-- Begin --
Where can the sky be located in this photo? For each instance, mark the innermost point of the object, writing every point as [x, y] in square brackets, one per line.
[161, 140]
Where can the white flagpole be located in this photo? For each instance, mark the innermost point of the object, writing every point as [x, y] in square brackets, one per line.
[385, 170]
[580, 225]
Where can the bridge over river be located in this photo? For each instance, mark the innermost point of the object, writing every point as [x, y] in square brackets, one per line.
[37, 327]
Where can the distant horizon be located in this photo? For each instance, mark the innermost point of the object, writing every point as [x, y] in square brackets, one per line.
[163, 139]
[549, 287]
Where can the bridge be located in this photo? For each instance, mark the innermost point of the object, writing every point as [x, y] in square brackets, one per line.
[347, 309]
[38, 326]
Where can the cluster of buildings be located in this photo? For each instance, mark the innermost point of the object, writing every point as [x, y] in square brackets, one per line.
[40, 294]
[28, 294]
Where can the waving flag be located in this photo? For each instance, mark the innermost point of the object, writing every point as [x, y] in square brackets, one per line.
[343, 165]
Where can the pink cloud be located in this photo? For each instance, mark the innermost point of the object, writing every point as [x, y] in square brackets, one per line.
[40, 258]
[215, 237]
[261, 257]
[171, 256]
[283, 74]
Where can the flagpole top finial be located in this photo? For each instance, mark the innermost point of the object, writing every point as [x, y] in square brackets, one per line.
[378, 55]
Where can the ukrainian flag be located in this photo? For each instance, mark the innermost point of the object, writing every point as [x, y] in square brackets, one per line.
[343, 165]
-- End --
▶ [Problem] Can you edit the rows above so that each "innermost point" becomes "central point", leaving everything else unchanged?

▶ [Solution to this exercise]
Where can the sky be located in this photo? For each instance, mark the central point of the object, writing every point as [x, y] in square brackets, one per line.
[161, 140]
Where can the white flagpole be located in this photo? For each instance, mark the central point of the object, writing every point as [x, y] in square brackets, one per line.
[385, 170]
[580, 225]
Where can the bridge over river be located in this photo? For each instance, mark the central point of the object, writing every point as [x, y] in square brackets, one per line.
[37, 327]
Where can the distant horizon be located in this photo? For each instance, mark the central point of the object, writing every point as [x, y] in square brackets, one per line.
[163, 139]
[549, 287]
Where can the bridge be located in this photo? For each instance, mark the central point of the object, writing every point as [x, y] in square brackets, one per line.
[347, 309]
[38, 326]
Where can the cluster of buildings be located in this photo? For each instance, mark the central point of the object, writing every point as [x, y] in square brackets, one per line.
[40, 294]
[28, 294]
Where can the waving flag be located in this photo? For each instance, mark the central point of the object, writing every point as [x, y] in square brackets, one per line.
[343, 165]
Where can the pink cloud be located in this photo? For each instance, mark the central point of the object, writing every point as [x, y] in square brackets, one per line.
[40, 258]
[215, 237]
[261, 257]
[171, 256]
[283, 74]
Where can the flagpole top finial be located in this photo? For each instance, mark the central point of the object, writing every point as [x, y] in square brackets, one per line.
[378, 55]
Where can the ukrainian flag be located in this photo? For each instance, mark the central point of the object, writing every point as [x, y] in square brackets, one per line.
[343, 165]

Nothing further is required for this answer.